Given entries Block Start
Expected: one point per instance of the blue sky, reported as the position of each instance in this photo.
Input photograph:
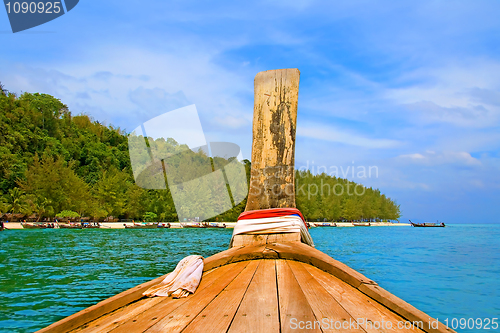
(410, 87)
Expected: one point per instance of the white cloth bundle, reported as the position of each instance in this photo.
(182, 281)
(279, 224)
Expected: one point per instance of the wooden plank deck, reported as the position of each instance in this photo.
(277, 287)
(264, 295)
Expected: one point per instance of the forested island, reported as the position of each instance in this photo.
(53, 163)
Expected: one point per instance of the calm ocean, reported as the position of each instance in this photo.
(46, 275)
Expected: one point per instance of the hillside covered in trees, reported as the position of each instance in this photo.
(53, 163)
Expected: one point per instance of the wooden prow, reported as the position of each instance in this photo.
(272, 181)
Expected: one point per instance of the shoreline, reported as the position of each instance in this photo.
(229, 225)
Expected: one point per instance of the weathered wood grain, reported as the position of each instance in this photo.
(272, 181)
(178, 319)
(330, 315)
(371, 316)
(167, 305)
(217, 316)
(404, 309)
(294, 307)
(258, 311)
(304, 253)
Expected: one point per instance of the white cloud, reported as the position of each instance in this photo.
(445, 157)
(327, 133)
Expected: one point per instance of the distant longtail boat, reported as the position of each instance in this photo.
(270, 280)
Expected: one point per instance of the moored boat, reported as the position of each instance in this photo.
(215, 225)
(70, 226)
(361, 224)
(325, 224)
(38, 225)
(142, 226)
(428, 225)
(193, 225)
(270, 280)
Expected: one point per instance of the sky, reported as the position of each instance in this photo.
(409, 87)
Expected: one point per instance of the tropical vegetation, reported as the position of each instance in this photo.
(53, 163)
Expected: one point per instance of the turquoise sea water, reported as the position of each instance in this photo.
(46, 275)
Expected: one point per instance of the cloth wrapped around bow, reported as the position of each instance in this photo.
(182, 281)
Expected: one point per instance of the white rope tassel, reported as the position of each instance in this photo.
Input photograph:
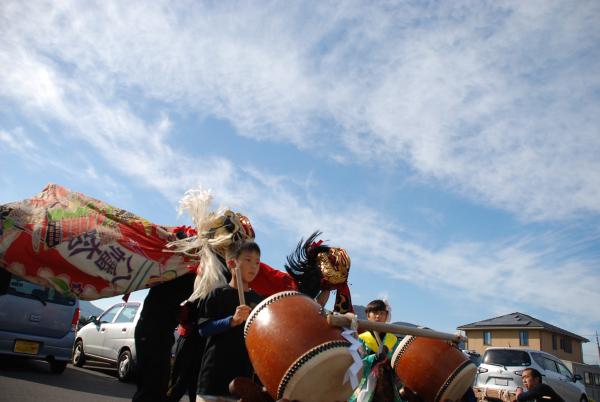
(352, 372)
(197, 203)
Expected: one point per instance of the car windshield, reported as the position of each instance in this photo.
(507, 357)
(21, 287)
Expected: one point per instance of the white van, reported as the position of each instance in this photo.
(110, 338)
(501, 369)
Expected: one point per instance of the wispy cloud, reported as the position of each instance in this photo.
(497, 102)
(489, 99)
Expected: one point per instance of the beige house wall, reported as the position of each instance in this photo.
(576, 348)
(538, 340)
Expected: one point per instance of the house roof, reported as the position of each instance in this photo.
(518, 320)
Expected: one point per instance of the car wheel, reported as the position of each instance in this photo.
(57, 366)
(78, 355)
(125, 366)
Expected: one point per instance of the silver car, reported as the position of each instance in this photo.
(501, 369)
(36, 322)
(110, 338)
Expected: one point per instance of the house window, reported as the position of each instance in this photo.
(487, 338)
(565, 344)
(523, 338)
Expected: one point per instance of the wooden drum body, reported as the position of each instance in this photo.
(433, 368)
(295, 352)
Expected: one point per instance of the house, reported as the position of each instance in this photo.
(518, 330)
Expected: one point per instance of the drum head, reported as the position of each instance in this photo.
(321, 377)
(459, 382)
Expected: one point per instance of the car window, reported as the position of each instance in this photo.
(110, 313)
(23, 288)
(564, 370)
(127, 314)
(507, 357)
(549, 364)
(538, 358)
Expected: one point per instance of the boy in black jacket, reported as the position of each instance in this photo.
(225, 356)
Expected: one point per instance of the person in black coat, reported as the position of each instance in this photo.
(154, 337)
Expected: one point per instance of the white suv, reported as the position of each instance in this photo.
(110, 338)
(501, 369)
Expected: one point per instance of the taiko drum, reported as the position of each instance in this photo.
(296, 354)
(434, 369)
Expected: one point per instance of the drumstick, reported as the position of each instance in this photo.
(240, 285)
(364, 325)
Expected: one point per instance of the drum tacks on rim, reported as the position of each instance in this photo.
(295, 352)
(434, 369)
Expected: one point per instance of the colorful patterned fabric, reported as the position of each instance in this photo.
(379, 382)
(84, 247)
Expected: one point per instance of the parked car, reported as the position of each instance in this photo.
(473, 356)
(110, 338)
(36, 322)
(501, 369)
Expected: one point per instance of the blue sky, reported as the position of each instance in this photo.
(451, 147)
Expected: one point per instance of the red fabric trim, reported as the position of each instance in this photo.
(270, 281)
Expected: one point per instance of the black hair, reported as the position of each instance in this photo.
(243, 246)
(376, 305)
(534, 373)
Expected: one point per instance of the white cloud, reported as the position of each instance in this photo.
(492, 100)
(460, 101)
(17, 142)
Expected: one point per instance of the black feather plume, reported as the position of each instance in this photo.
(302, 265)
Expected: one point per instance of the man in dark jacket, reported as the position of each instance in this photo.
(154, 337)
(536, 390)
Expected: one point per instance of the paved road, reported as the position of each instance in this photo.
(28, 380)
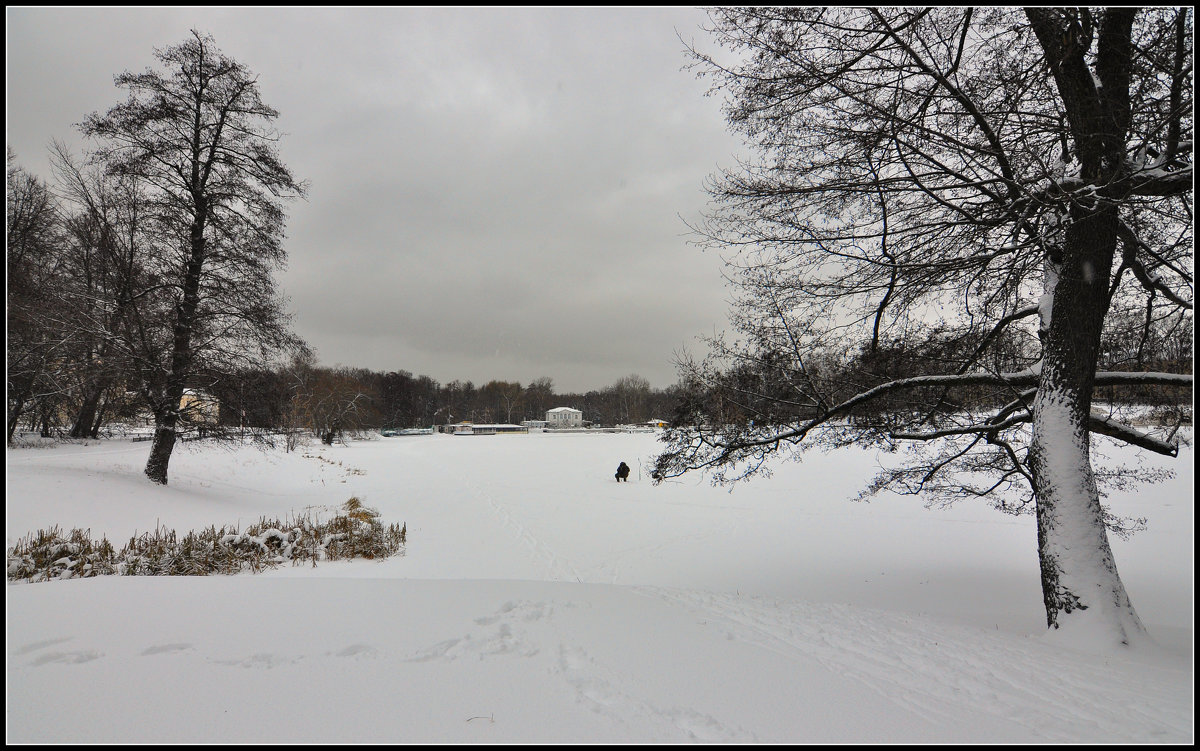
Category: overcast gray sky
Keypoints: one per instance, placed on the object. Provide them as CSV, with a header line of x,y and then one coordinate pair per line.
x,y
496,193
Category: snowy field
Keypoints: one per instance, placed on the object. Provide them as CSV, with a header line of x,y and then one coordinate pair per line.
x,y
540,601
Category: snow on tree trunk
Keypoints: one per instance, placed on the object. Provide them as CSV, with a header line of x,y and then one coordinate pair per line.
x,y
1084,596
160,450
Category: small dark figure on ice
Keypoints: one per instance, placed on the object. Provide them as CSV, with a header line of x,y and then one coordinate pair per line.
x,y
623,473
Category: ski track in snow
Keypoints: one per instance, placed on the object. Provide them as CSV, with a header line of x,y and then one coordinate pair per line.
x,y
559,570
939,670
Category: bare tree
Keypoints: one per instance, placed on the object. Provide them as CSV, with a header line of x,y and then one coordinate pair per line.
x,y
36,342
991,169
197,136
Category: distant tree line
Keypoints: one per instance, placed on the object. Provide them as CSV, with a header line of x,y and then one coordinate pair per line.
x,y
333,402
766,388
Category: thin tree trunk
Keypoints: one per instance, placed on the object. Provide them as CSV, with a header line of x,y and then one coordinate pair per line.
x,y
85,418
180,356
1080,584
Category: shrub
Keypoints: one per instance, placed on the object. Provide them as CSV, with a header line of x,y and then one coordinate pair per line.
x,y
352,532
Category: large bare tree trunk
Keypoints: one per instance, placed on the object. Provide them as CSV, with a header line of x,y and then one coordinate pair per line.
x,y
160,450
1083,593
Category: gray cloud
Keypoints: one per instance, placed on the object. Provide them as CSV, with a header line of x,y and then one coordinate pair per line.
x,y
495,192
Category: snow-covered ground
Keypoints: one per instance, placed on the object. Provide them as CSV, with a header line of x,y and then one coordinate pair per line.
x,y
539,600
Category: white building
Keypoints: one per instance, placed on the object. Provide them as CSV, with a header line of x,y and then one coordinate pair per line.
x,y
564,416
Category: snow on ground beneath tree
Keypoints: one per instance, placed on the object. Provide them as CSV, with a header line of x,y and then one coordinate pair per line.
x,y
539,600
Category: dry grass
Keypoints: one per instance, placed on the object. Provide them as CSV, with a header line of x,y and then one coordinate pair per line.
x,y
353,532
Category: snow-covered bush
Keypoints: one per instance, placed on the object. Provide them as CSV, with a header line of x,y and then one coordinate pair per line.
x,y
352,532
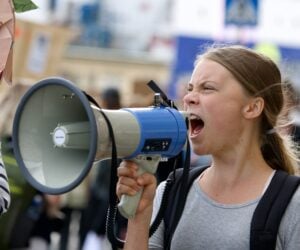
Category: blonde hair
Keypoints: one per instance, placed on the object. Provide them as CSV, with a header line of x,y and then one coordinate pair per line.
x,y
260,76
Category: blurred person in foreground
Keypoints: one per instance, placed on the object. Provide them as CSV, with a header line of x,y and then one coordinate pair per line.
x,y
32,216
235,97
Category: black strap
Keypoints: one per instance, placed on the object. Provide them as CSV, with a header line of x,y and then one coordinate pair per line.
x,y
269,211
176,200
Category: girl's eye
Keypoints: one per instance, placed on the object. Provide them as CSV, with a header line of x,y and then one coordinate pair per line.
x,y
207,87
189,88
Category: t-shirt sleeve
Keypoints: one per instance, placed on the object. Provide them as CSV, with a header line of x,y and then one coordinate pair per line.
x,y
157,239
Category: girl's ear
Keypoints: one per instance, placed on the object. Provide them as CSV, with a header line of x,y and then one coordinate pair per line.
x,y
254,108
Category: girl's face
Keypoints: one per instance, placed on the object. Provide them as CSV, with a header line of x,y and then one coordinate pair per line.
x,y
215,101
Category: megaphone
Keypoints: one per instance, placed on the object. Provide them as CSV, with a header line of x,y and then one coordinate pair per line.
x,y
58,134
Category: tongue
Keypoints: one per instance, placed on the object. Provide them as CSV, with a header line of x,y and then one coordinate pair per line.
x,y
197,129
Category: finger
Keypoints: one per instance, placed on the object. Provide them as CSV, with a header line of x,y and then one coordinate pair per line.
x,y
127,190
146,179
128,169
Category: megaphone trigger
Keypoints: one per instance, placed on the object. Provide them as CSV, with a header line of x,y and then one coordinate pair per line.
x,y
128,204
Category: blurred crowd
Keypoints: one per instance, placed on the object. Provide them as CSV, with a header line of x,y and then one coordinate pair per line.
x,y
77,219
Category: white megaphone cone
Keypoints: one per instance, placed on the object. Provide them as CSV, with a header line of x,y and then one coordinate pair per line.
x,y
58,134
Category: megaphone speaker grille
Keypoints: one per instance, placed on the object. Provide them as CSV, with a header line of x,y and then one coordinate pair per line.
x,y
45,106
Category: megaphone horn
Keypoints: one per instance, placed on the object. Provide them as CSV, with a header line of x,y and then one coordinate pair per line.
x,y
58,134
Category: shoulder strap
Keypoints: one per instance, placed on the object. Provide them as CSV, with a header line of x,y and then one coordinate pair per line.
x,y
175,204
269,211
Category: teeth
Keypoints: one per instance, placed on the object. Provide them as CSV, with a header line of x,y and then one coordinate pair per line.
x,y
194,117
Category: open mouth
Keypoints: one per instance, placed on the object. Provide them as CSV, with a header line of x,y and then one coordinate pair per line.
x,y
196,125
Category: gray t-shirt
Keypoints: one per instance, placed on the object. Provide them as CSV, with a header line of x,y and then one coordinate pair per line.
x,y
206,224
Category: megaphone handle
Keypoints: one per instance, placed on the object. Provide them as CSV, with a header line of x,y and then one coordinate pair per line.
x,y
128,204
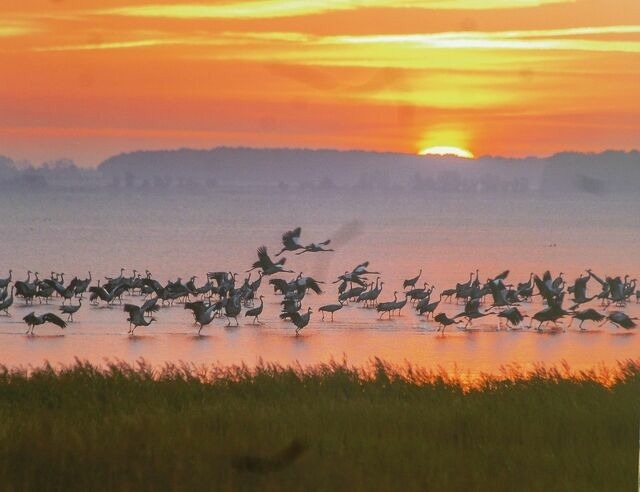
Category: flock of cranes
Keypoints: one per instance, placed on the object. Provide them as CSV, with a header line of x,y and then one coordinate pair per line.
Given entries Block End
● Task item
Starting with the line with "Category: thin tree trunk" above and going on through the line with "Category: large bare tree trunk", transcribe every line exactly, both ends included, and add nothing.

● Written solution
Category: thin tree trunk
Keypoints: one per instance, placed on the object. Provide them as CSV, with a header line of x,y and then one coordinate pair per line.
x,y
85,418
180,356
1080,584
Category: shrub
Keypoints: one per instance, placed on the object. Provide them as CSV, with a header line of x,y and then one coordinate pair per line.
x,y
352,532
Category: large bare tree trunk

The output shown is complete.